Open JonPsson opened 1 year ago
$ time ./bin/llc -mtriple=s390x-linux-gnu -mcpu=z15 -O3 tc_SCEV_LDP.ll -o /dev/null
real 0m8.435s
user 0m8.419s
sys 0m0.016s
Works for me. Please provide better reproduction steps.
I tried again on very latest trunk and still see the segfault. I build on SystemZ with
-DCMAKE_BUILD_TYPE="Release" -DLLVM_ENABLE_ASSERTIONS=On -DLLVM_TARGETS_TO_BUILD=SystemZ
git commit 7cf5581
./bin/llc -mtriple=s390x-linux-gnu -O1 tc_SCEV_LDP.ll -o /dev/null >& /dev/null; echo $? Segmentation fault (core dumped) 139
Very interesting if you are not building on SystemZ and only I get this error...(?)
What platform are you building on? Do you still not get the segfault..?
This is plain debian gnu/linux, amd64, aa6ea6009fc50b02dbf3788ee9fe605081b154f6
$ ./bin/llc -mtriple=s390x-linux-gnu -O1 /tmp/tc_SCEV_LDP.ll -o /dev/null >& /dev/null; echo $?
0
$ sha512sum /tmp/tc_SCEV_LDP.ll
22502cc50503d8171583e8477597c032183f1682006c138c733f6780cfdc3c7175014c38265b7f996c544ab7dce8f8312ec6b439d7fbfa472c4f567ec08e57ea /tmp/tc_SCEV_LDP.ll
Please reopen with an actionable testcase.
One thing to note, how does it crash? Is there a stack overflow, and how many frames deep is it? Is there recursion at play?
********
## Direction A
Put the lines of the records from the line containing "Task: point out the gold" through the line containing "[[214, 718]]", inclusive, into a Markdown table with the columns Row and Line, where Row holds the row number. Leave out any blank lines.
********
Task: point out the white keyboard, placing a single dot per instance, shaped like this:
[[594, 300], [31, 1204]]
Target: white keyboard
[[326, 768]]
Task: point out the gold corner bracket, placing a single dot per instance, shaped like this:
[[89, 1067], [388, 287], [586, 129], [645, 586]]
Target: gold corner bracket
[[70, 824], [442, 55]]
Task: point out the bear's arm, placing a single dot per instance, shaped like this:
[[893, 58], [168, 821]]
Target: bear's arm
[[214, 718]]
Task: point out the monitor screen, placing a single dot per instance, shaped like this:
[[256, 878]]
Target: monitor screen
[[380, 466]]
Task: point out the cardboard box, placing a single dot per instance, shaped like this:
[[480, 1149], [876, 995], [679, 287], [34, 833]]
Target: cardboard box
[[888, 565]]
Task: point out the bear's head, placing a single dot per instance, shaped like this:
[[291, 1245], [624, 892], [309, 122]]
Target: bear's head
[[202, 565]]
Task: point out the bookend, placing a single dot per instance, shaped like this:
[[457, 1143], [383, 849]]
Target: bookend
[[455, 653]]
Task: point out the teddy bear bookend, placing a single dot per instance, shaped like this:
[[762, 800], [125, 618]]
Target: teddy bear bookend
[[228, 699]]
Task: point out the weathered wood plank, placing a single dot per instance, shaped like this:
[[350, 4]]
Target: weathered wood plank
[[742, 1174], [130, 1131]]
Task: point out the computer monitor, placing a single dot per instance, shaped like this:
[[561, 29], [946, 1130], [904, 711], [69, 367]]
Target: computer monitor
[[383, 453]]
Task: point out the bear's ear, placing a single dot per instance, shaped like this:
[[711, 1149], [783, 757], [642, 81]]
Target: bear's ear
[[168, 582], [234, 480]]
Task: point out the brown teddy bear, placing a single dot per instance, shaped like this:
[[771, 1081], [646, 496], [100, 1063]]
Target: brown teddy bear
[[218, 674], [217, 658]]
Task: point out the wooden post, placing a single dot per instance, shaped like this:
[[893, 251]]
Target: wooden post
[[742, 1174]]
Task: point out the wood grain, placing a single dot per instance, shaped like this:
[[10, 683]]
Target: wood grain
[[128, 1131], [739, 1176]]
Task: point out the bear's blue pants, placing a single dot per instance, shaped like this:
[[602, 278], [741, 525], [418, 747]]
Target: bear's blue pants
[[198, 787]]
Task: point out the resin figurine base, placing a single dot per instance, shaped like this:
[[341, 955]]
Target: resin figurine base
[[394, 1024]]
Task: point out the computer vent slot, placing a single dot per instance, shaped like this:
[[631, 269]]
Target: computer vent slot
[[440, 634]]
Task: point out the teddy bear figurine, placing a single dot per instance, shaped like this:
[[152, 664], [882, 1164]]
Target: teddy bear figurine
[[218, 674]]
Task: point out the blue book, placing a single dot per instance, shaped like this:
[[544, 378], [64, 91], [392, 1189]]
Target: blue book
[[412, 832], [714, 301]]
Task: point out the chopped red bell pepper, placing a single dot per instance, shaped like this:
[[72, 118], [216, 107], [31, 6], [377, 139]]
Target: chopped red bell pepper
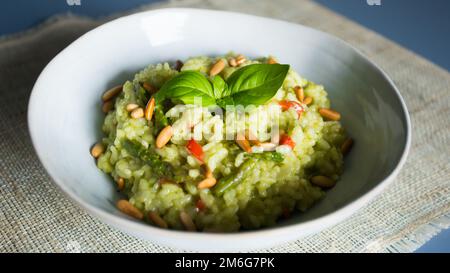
********
## Direction B
Transcribe the full llc segfault thread word for word.

## Worked answer A
| Row | Line |
|---|---|
| 1 | Task: point out the gold corner bracket, placing a single dot per instance, shaped like this: |
| 2 | [[89, 1067], [388, 287], [586, 129], [645, 586]] |
| 3 | Target: gold corner bracket |
| 4 | [[70, 824], [442, 55]] |
| 5 | Task: point out the bear's arm, placing a single dot per instance, shaped like this: |
| 6 | [[893, 58], [168, 821]] |
| 7 | Target: bear's arm |
| 8 | [[214, 718]] |

## Worked answer B
Open JonPsson opened 1 year ago
$ time ./bin/llc -mtriple=s390x-linux-gnu -mcpu=z15 -O3 tc_SCEV_LDP.ll -o /dev/null
real 0m8.435s
user 0m8.419s
sys 0m0.016s
Works for me. Please provide better reproduction steps.
I tried again on very latest trunk and still see the segfault. I build on SystemZ with
-DCMAKE_BUILD_TYPE="Release" -DLLVM_ENABLE_ASSERTIONS=On -DLLVM_TARGETS_TO_BUILD=SystemZ
git commit 7cf5581
./bin/llc -mtriple=s390x-linux-gnu -O1 tc_SCEV_LDP.ll -o /dev/null >& /dev/null; echo $? Segmentation fault (core dumped) 139
Very interesting if you are not building on SystemZ and only I get this error...(?)
What platform are you building on? Do you still not get the segfault..?
This is plain debian gnu/linux, amd64, aa6ea6009fc50b02dbf3788ee9fe605081b154f6
$ ./bin/llc -mtriple=s390x-linux-gnu -O1 /tmp/tc_SCEV_LDP.ll -o /dev/null >& /dev/null; echo $?
0
$ sha512sum /tmp/tc_SCEV_LDP.ll
22502cc50503d8171583e8477597c032183f1682006c138c733f6780cfdc3c7175014c38265b7f996c544ab7dce8f8312ec6b439d7fbfa472c4f567ec08e57ea /tmp/tc_SCEV_LDP.ll
Please reopen with an actionable testcase.
One thing to note, how does it crash? Is there a stack overflow, and how many frames deep is it? Is there recursion at play?